START PROVIDED ENTRIES

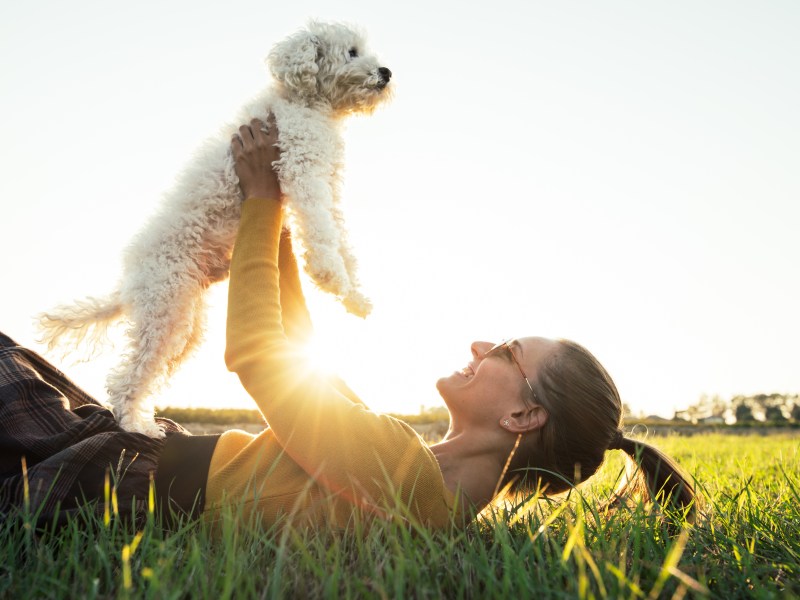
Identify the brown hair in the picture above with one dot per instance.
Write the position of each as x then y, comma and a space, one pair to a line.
584, 420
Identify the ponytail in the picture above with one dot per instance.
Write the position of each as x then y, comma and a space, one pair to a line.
654, 476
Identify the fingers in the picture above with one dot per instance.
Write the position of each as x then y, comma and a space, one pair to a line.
256, 134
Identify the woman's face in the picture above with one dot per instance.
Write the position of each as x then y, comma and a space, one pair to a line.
491, 385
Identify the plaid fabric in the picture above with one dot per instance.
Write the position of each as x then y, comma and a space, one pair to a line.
69, 442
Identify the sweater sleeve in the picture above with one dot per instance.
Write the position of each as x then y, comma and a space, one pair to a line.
368, 457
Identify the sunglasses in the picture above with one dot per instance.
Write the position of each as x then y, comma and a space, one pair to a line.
504, 349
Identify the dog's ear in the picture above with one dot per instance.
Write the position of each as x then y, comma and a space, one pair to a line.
293, 62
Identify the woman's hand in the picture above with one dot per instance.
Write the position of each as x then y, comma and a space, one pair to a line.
254, 150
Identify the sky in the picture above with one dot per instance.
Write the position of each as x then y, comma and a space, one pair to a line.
620, 173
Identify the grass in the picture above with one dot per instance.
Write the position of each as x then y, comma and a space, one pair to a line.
748, 546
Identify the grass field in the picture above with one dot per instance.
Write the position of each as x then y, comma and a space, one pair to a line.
747, 546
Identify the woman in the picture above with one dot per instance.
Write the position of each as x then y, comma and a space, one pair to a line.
526, 414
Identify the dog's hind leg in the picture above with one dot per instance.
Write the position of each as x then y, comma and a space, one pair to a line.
354, 301
163, 331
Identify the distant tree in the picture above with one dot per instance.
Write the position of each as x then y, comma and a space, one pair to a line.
743, 413
775, 414
627, 413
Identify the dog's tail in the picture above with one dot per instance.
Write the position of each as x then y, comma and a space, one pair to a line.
84, 322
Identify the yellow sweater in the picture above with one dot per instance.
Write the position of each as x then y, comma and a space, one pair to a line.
323, 452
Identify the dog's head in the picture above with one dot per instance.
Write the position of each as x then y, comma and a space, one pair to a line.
328, 63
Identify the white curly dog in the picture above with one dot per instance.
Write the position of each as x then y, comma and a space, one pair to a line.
321, 75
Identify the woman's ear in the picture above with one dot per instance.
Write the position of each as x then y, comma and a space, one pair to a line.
523, 421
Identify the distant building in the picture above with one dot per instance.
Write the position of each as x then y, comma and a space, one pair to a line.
712, 421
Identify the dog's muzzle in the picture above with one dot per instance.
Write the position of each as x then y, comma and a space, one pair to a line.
385, 75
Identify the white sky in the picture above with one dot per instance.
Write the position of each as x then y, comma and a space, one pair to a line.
624, 174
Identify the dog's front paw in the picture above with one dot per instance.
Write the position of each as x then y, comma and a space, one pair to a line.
357, 304
145, 427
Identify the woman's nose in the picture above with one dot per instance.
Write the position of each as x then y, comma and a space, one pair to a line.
479, 348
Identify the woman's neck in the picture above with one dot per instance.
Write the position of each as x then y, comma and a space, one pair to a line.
468, 470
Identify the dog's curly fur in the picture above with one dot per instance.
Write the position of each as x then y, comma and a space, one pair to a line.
321, 74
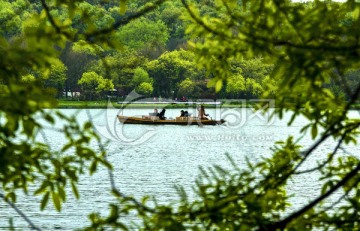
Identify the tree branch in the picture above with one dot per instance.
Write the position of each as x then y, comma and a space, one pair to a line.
282, 224
12, 205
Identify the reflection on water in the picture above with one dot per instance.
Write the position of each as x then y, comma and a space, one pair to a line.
150, 160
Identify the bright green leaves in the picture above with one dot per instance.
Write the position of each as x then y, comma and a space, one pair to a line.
92, 84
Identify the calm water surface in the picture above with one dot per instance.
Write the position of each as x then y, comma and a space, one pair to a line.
150, 160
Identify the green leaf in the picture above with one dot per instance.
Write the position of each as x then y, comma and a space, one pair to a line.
123, 6
44, 201
56, 200
42, 188
218, 85
314, 131
62, 193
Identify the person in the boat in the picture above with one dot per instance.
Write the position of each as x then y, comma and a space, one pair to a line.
186, 114
155, 113
202, 115
162, 114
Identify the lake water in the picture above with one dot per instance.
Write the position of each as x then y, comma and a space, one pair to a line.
150, 160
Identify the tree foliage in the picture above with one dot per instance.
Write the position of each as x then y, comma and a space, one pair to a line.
311, 46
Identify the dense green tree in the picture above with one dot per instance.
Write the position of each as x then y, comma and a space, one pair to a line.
235, 86
56, 78
186, 88
152, 39
141, 76
170, 69
306, 42
144, 88
94, 85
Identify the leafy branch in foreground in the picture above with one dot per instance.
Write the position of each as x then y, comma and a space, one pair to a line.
307, 43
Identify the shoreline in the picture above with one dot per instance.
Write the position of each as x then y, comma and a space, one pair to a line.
62, 104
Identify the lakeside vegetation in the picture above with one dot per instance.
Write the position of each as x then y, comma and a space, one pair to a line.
305, 56
118, 104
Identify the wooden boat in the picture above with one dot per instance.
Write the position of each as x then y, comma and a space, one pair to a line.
154, 120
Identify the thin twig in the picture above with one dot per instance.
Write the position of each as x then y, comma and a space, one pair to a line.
23, 216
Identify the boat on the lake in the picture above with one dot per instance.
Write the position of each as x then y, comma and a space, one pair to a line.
155, 120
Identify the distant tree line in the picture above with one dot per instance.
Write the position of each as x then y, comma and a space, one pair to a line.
154, 58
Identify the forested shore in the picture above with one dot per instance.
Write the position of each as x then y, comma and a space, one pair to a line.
154, 56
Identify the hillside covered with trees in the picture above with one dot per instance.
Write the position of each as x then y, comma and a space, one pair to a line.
154, 56
304, 56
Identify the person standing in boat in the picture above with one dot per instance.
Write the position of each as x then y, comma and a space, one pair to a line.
202, 115
182, 113
162, 114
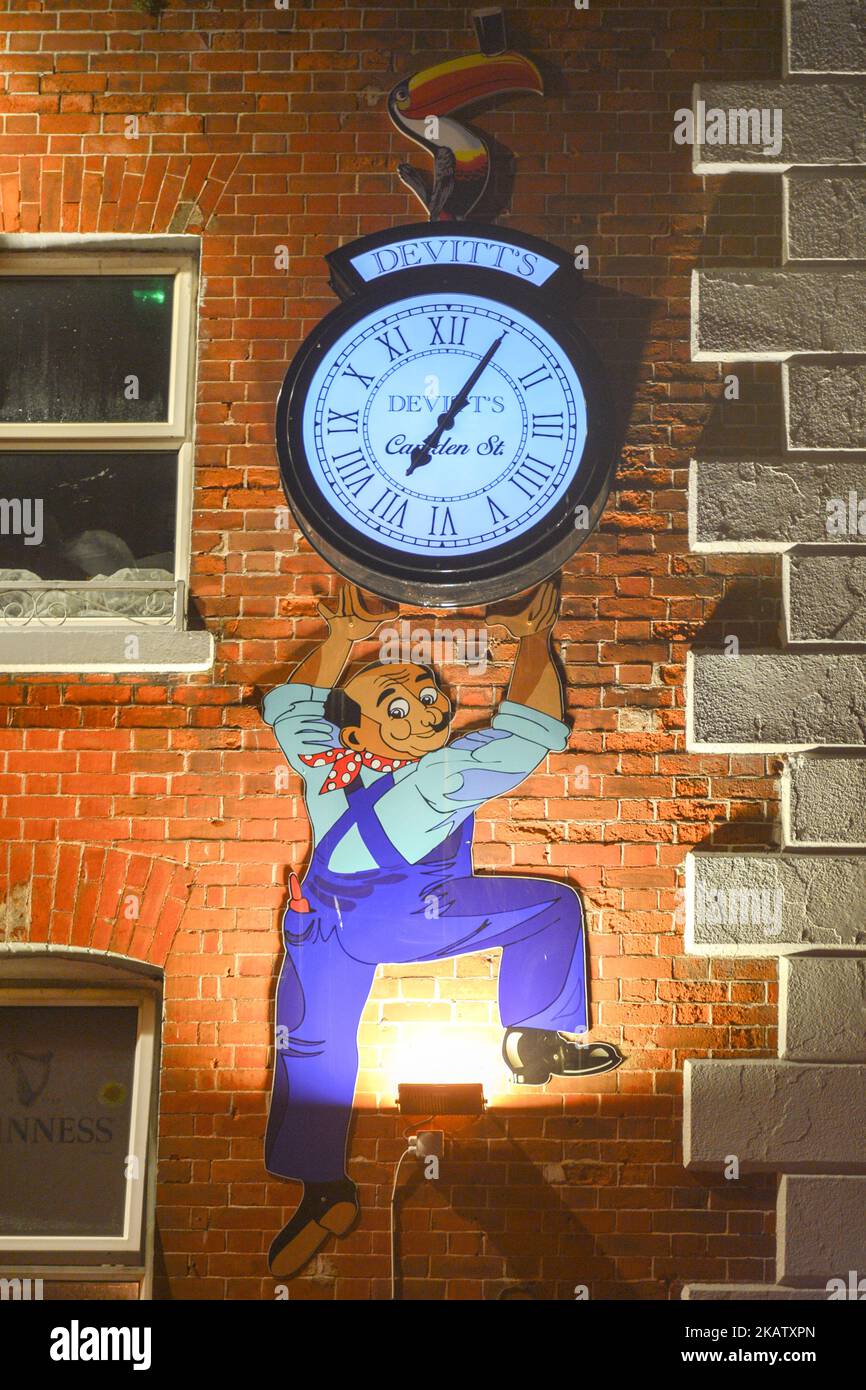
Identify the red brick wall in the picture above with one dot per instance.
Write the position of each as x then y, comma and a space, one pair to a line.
262, 127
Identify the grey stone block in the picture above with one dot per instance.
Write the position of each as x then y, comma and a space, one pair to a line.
823, 801
824, 216
752, 1293
822, 1009
826, 35
776, 702
772, 904
824, 405
824, 598
774, 1116
822, 123
769, 503
820, 1229
741, 314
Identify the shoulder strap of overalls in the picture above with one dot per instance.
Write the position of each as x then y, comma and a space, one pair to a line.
359, 812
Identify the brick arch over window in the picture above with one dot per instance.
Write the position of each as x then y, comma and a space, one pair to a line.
114, 192
92, 897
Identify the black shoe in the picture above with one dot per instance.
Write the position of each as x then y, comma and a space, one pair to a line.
325, 1209
534, 1055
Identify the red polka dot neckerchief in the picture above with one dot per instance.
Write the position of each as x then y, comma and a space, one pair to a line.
346, 766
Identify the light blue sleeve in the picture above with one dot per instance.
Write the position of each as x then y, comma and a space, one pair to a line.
434, 795
298, 717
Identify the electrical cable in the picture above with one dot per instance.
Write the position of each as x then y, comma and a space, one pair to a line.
407, 1153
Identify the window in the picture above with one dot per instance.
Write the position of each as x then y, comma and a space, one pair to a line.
77, 1098
96, 420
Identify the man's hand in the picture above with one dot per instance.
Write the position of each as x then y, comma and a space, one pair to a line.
350, 619
533, 615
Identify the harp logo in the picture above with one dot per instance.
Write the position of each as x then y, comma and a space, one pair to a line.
32, 1070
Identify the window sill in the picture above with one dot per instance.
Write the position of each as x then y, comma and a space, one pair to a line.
103, 651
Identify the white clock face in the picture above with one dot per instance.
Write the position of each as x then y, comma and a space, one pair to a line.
444, 426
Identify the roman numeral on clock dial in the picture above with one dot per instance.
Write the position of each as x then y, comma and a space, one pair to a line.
531, 476
391, 509
548, 427
353, 470
394, 341
441, 521
350, 421
453, 332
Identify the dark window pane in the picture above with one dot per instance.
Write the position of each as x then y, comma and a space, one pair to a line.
66, 1102
71, 516
68, 344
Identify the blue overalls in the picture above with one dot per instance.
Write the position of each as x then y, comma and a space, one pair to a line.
401, 912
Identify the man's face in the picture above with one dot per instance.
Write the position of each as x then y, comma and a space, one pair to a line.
403, 712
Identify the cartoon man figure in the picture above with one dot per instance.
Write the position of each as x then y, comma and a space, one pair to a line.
392, 808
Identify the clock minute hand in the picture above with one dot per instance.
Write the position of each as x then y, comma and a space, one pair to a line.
423, 453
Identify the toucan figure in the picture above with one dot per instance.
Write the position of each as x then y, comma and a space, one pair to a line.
423, 104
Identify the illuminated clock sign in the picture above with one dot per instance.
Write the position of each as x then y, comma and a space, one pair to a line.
445, 434
453, 249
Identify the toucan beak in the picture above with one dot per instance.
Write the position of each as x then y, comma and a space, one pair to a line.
449, 86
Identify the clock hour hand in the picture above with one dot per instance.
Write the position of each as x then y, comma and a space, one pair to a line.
423, 453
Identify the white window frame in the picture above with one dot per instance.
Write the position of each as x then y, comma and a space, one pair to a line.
141, 1129
71, 645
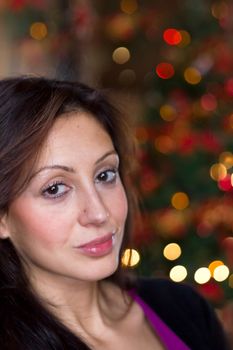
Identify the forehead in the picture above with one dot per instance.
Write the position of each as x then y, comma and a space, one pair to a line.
76, 135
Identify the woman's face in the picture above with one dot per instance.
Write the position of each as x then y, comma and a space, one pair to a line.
69, 221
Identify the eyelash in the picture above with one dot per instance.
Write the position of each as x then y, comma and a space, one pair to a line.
114, 172
56, 184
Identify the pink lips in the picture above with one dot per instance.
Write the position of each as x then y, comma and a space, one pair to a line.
99, 246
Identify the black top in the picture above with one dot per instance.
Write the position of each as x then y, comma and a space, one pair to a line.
185, 312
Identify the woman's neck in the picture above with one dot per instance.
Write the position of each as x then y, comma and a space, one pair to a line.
85, 307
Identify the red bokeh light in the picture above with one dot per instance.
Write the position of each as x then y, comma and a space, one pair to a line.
225, 184
165, 70
209, 102
172, 36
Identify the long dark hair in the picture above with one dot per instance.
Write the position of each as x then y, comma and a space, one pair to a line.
28, 108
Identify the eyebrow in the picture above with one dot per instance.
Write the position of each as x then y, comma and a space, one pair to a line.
70, 169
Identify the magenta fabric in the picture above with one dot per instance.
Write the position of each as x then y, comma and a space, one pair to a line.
168, 338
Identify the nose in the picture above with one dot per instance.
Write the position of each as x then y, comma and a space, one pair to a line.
93, 210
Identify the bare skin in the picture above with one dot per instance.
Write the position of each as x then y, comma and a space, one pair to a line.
74, 197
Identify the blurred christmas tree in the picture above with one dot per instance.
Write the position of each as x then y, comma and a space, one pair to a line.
186, 143
176, 57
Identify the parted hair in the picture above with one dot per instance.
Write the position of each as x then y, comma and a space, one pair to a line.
29, 107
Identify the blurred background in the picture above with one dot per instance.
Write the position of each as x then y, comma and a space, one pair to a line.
169, 65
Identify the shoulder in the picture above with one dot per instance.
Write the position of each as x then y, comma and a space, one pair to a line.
185, 311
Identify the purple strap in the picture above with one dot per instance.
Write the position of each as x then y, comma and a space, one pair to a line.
169, 339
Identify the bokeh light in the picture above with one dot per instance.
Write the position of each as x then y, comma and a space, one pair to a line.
38, 31
172, 251
230, 281
225, 184
202, 275
212, 266
192, 75
165, 70
218, 171
178, 273
226, 158
221, 273
172, 36
167, 112
121, 55
180, 201
208, 102
130, 258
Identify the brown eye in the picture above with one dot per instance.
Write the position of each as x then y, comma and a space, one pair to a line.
107, 176
55, 190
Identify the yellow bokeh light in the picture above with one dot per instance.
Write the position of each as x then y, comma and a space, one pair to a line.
130, 258
212, 266
226, 158
218, 171
185, 38
129, 6
121, 55
180, 201
38, 30
167, 112
172, 251
230, 281
192, 75
221, 273
202, 275
178, 273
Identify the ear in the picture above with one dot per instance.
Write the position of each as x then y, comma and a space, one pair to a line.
4, 230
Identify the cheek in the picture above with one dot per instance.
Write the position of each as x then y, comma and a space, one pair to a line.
119, 205
37, 225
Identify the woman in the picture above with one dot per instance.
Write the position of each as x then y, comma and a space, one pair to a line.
66, 214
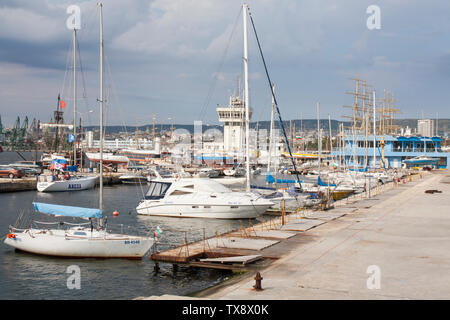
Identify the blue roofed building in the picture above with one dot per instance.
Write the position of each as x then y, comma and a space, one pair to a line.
390, 151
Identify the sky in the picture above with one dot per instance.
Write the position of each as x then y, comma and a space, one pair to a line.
176, 60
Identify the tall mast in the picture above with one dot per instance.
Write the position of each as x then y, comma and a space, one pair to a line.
75, 96
319, 142
246, 95
374, 129
329, 126
100, 204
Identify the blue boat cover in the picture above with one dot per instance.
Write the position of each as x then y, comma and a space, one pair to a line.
68, 211
61, 161
323, 184
271, 179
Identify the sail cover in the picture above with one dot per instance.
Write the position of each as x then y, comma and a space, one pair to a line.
68, 211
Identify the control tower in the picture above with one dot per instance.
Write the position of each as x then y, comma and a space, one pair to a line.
233, 118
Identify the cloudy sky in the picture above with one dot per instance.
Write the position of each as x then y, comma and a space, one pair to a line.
178, 59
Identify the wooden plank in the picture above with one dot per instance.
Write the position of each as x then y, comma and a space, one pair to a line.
301, 225
236, 259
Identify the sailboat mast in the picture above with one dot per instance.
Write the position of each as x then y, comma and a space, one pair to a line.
75, 96
319, 140
100, 205
271, 145
374, 129
246, 96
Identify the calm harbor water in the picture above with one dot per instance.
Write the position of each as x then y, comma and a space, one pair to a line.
29, 276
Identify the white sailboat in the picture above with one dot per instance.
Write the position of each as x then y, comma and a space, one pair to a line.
80, 241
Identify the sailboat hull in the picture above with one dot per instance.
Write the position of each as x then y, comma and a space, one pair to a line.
74, 184
58, 243
202, 211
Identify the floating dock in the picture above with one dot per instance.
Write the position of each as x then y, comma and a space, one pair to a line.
271, 239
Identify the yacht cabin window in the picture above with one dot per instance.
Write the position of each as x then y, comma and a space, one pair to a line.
157, 190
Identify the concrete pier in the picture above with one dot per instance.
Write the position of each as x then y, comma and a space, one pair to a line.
12, 185
394, 246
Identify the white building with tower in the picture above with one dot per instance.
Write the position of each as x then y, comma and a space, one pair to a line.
233, 119
425, 127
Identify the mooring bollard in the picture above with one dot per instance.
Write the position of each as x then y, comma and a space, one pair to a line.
258, 279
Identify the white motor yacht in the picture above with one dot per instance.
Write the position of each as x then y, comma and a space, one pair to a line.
200, 198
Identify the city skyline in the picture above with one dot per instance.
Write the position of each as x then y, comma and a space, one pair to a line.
179, 59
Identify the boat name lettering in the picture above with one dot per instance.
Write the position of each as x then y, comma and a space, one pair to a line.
132, 241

END PROVIDED ENTRIES

→ **WHAT TO DO**: Repeat the lines from the one containing "Identify the floating" through the end of the listing, exactly and without any other lines; both ends are included.

→ **THE OUTPUT**:
Identify the floating dock in the picture above with one dot per instance.
Write the position of each as x then y, comma and a space, one pair to a line.
271, 239
Identify the yacht cabin window in the picture above with one dot per instance.
Write the position of each as x then y, comma and a space, one pair to a line.
157, 190
Identify the concrete pier in the picture above with one dot per instance.
Write the position of each as x then y, comma and a space, one pair to a line.
12, 185
394, 246
Identify the white building with tower in the picture above with one dot per instance.
Write the position of each as x then y, comma and a space, one pair to a line.
233, 119
425, 127
Identify the mooring bollard in the picture above with one dot per instance.
Write the position of each as x then y, comma and a space, one pair to a line.
258, 279
Identify the white motor yacht in the picture above with one dot per instance.
Write the position of each as x then y, comma and a space, one pair to a line.
200, 198
Identify the city skyline in the picture above with one dot per instance.
Write the position of each as x then y, comma and a space, one pair to a line.
179, 59
Identify the boat name lettering in the picture above with one dot per instance.
Write the position of each as x then y, comma and a space, one pair to a line.
132, 241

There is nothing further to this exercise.